Problem to solve
What is wanted is an exact copy of the lines from the top of the listing through the line containing "rough mask: <svg".

╭─ Provided data

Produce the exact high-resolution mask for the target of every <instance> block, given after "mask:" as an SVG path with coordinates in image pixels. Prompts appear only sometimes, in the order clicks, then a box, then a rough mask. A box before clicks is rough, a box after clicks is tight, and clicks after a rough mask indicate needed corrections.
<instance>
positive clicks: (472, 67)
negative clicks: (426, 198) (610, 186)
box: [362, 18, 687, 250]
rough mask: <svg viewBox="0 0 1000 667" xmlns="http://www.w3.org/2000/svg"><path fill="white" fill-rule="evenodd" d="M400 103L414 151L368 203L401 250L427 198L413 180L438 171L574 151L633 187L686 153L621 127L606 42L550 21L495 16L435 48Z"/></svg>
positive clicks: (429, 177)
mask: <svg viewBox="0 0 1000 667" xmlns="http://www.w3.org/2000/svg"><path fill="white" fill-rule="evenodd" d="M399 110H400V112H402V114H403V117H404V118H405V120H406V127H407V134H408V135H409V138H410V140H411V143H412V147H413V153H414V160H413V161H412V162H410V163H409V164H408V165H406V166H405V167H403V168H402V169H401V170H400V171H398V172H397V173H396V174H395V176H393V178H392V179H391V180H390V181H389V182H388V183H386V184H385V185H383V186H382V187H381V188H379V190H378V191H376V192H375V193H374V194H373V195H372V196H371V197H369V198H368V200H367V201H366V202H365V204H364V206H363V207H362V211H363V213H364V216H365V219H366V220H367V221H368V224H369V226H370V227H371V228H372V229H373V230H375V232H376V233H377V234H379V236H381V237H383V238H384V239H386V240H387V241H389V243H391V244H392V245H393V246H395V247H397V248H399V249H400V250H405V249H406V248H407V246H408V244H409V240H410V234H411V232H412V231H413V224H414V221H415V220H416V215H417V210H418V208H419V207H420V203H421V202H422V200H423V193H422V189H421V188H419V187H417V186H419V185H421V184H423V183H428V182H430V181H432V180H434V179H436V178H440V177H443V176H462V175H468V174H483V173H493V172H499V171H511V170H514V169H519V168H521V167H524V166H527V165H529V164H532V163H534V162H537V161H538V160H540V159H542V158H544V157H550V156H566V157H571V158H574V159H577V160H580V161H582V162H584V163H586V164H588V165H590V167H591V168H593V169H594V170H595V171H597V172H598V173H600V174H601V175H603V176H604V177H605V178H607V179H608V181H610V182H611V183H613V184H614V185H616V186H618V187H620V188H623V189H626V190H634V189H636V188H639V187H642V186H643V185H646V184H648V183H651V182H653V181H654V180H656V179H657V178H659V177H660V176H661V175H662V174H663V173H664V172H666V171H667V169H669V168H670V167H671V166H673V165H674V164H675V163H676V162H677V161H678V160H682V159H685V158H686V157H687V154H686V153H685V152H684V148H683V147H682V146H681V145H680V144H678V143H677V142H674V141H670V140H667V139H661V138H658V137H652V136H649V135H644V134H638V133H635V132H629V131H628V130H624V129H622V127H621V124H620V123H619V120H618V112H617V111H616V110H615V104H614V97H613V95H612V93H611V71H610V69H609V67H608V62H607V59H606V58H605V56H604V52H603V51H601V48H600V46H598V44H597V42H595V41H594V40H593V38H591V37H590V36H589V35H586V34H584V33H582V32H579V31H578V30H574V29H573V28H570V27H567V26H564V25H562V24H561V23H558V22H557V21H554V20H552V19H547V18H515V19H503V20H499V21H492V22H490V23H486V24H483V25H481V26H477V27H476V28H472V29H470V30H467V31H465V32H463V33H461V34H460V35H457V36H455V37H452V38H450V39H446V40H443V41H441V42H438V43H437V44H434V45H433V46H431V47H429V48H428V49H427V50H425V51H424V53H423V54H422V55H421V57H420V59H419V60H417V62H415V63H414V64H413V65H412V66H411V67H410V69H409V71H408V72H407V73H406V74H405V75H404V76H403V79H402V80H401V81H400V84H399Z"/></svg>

╰─

Solution
Produce the exact high-resolution mask for the target of every <instance> block, given after "mask:" as an SVG path with coordinates in image pixels. Prompts appear only sometimes, in the order clicks, then a box, then a rough mask. A box before clicks is rough, a box after clicks is tight, and clicks after a rough mask indicate needed corrections.
<instance>
positive clicks: (472, 67)
negative clicks: (426, 198) (610, 186)
box: [362, 18, 687, 250]
rough mask: <svg viewBox="0 0 1000 667" xmlns="http://www.w3.org/2000/svg"><path fill="white" fill-rule="evenodd" d="M400 103L414 151L368 203L401 250L427 198L413 180L438 171L574 151L633 187L686 153L621 127L606 42L550 21L495 16L435 48Z"/></svg>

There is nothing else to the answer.